▶ [SELECTED EXCERPT]
____

Anyway, on the way home,
I switched on the radio and I knew that we were planning to talk about jazz, which is our topic
today. And I turned on to a jazz station on the radio and reacquainted myself with jazz because
it's been a very long time since I actually, I confess, have really listened to it. Are you a
jazz aficionado? I used to be when I was, well, not an aficionado,
but I enjoyed jazz when I was a schoolboy
because I had friends, I went to boarding school.
And so that's when, and it's a long time ago,
we're talking about the 1960s.
That's when I discovered, you know, Coltrane.
So my jazz knowledge is very dated,
but I hope you're going to begin by telling us
the origin of the very word jazz.
Oh, gosh.
Well, this is one of the most, well, not inexplicable etymologies in English, but sort of slightly fiendish.
Around 1912, you start to get references in English, as recorded in the Oxford English Dictionary to jazz being used for
energy, excitement and pep, you know, pep and vigour and a little bit of restlessness with it
as well and excitability. And actually, in its earliest records, it was used in context relating
to baseball. And it described a really deceptively difficult and fast throw. And in fact, there is a reference not to bas ball,
which is one of the cricketing terms that has recently gone into the dictionary, bas ball.
Have we done cricket as one of our themes?
We ought to.
We ought to.
Anyway, forget bas ball.
This was jazz ball that's recorded in 1912 in the LA Times.
Henderson cut the outside corner with a fast
curve also for one strike. Benny calls this his jazz ball. And that is how it stayed for just
a little while because quite soon thereafter, it began to take on all sorts of extended senses,
all in slang. So it could mean excessive talk, talk again that idea of excitability as well as kind
of nonsense or gibberish then in um college student circles you would find jazz meaning
talk or gas or again that sort of idle chatter yeah um and then um you start oh by the way
that explains when we talk about all that jazz all that jazz was kind of
like and all that sort of thing all that stuff um it doesn't refer to the music and that's recorded
from around the 1950s um but this is amazing yeah from 1915 so not long after that idea of pep and
and vigor you get uses of jazz for the music originating, especially in ragtime and blues,
in especially the southern US, performed by ensemble and, you know, the jazz that we begin
to know today. And I know there are so many distinctive subgenres of it, but that's when
you begin to get the musical sense. As to where it comes from, well, it also seems to be linked to jism.
Okay, so apologies for this, because I know what jism means now. It's kind of slang for semen,
essentially, isn't it? But in its earliest senses, and we're talking 19th century here,
it meant vitality as well as virility. So it was that same idea of energy, of power,
of force. And so we think that jazz is linked to that earlier meaning, earlier message, if you like.

____

▶ [DATA ROWS]
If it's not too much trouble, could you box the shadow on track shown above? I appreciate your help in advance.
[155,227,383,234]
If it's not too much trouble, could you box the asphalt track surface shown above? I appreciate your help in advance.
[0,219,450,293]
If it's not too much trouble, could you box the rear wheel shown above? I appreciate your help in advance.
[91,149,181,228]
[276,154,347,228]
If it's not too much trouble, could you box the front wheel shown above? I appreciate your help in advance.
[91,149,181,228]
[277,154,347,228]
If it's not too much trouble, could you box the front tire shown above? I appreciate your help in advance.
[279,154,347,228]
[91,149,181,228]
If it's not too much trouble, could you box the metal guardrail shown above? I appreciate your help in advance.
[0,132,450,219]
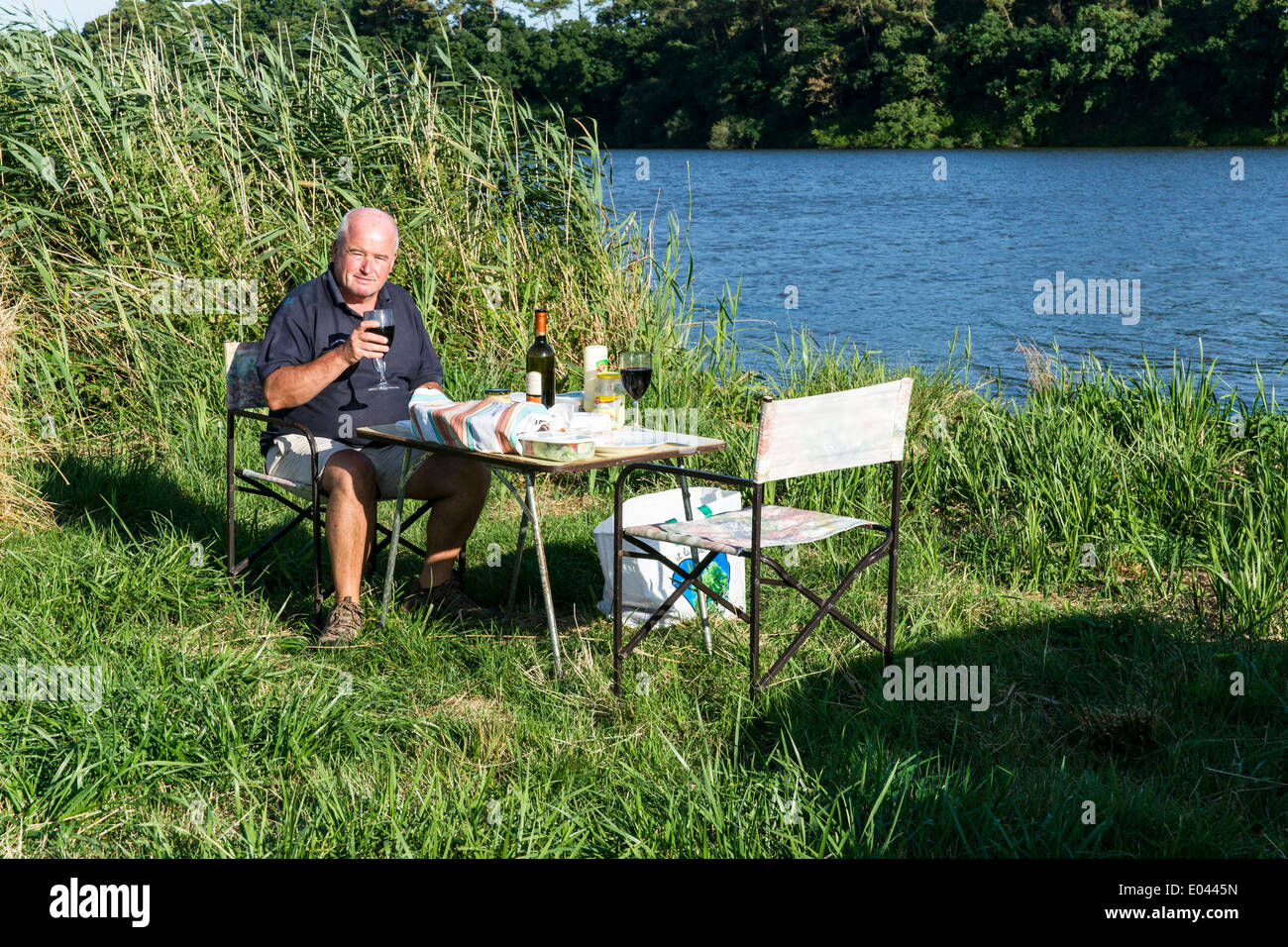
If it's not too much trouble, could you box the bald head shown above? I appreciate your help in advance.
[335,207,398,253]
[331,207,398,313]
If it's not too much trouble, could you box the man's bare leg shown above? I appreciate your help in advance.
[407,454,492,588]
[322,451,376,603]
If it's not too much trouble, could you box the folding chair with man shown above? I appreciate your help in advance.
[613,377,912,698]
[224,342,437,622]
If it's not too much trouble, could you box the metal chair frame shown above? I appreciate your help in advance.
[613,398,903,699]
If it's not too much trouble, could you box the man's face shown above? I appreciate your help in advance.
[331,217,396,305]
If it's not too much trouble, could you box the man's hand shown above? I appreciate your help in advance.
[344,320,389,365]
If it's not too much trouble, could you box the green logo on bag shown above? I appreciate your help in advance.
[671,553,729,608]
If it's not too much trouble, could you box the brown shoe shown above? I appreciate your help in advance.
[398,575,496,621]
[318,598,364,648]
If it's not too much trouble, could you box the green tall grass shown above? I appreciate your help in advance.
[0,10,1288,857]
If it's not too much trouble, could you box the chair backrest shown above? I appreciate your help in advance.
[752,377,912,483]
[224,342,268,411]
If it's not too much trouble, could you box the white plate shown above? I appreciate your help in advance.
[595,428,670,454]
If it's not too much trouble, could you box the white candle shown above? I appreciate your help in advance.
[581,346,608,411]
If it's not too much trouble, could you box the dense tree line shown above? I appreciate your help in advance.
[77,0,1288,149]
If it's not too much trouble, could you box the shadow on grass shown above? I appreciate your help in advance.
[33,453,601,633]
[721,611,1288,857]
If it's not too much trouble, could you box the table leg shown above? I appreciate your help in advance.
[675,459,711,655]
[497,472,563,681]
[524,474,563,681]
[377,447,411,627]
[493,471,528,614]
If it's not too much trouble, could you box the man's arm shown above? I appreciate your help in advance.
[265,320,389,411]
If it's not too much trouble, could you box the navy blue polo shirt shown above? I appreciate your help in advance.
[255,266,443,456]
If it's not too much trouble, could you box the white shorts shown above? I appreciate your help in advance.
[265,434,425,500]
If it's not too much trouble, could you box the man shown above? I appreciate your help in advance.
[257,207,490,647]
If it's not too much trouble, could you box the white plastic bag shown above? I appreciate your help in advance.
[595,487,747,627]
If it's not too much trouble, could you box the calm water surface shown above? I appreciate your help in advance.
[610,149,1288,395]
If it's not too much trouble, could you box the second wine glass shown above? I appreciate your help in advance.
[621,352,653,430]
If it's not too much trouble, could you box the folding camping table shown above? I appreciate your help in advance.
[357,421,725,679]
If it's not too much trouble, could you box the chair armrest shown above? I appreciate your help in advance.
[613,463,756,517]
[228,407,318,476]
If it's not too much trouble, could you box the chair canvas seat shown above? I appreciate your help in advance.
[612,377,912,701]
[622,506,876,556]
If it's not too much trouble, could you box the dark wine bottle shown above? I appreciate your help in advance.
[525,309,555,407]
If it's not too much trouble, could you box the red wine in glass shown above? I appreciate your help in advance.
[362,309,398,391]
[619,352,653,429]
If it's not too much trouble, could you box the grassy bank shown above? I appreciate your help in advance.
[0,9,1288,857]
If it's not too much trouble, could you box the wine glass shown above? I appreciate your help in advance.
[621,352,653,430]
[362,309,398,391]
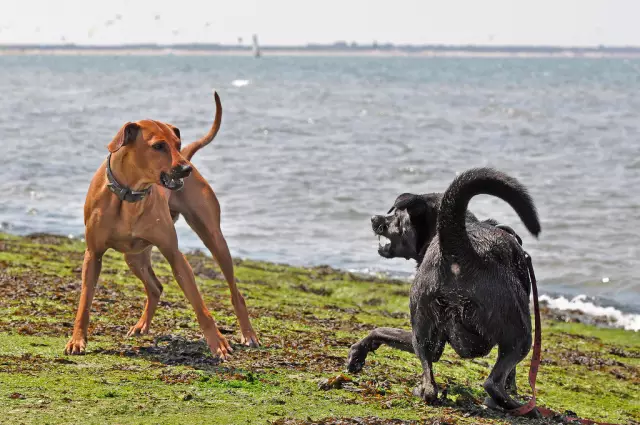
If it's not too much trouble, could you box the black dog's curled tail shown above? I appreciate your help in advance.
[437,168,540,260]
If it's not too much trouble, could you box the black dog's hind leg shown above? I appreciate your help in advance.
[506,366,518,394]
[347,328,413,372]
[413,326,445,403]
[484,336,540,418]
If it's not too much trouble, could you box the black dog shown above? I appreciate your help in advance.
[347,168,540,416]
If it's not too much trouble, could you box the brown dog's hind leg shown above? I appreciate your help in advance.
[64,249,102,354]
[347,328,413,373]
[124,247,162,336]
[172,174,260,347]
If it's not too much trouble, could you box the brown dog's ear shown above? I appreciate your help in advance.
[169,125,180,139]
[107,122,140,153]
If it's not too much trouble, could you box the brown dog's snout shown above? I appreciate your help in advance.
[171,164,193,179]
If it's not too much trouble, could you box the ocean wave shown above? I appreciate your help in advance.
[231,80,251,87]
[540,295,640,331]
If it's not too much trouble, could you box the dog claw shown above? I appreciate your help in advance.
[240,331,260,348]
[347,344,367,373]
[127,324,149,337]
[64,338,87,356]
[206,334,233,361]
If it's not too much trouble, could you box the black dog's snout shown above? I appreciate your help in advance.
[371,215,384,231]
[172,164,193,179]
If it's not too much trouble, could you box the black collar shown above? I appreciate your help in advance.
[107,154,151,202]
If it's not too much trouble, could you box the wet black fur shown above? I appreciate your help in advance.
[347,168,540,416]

____

▶ [REQUEST 1] Quote the stretch of the records from the line containing "If it's not too much trouble, could you box the ocean" through the end of the records, word for word.
▶ [REQUEST 2] Write what comes next in the conversation about where the word jazz comes from, picking up after its last sentence.
The text and the records have nothing to do with each other.

▶ [TASK ANSWER 1]
If it's not too much trouble, could you box the ocean wave shown above? I appreciate your help in advance.
[231,80,251,87]
[540,295,640,331]
If it's not too much trouble, could you box the dog claw shown above? I appreciate your help in advance.
[240,331,260,348]
[347,344,367,373]
[127,324,149,337]
[64,338,87,356]
[206,334,233,361]
If it's not too much trouble, could you box the black dog's snout shown above? I appreciate your help in advance.
[371,215,384,231]
[172,164,193,179]
If it's not too much trouble, could you box the black collar shown above? I appreciate your help in advance.
[107,154,151,202]
If it's not too much trouble, could you box the wet black fur shown above? I appreciate your help in advance.
[347,168,540,416]

▶ [TASK ANSWER 2]
I got jism. Doesn't mean anything offensive. It just means vitality.
Well, in the 19th century, that would have been jism.
Yeah. Well, I'm a 19th century person. So don't be offended if I come into the room saying,
I got plenty of jism to offer.
Having said that, and it's worth saying that the American Dialect Society named jazz the word of the 20th century, which is amazing.
In an interview quite early on, a musician, Ubi Blake, recollected the slang senses of the term.
And he says, when Broadway picked it up, they called it J-A-Z-Z.
It wasn't called that. It was spelt J-A-Z-Z. It wasn't called that.
It was spelt J-A-S-S.
That was dirty.
And if you knew what it was, you wouldn't say it in front of ladies.
So I think there was that sort of sense of development probably quite early on.
Very good.
So if I think of playing jazz, I think of going to a jam session.
Yes.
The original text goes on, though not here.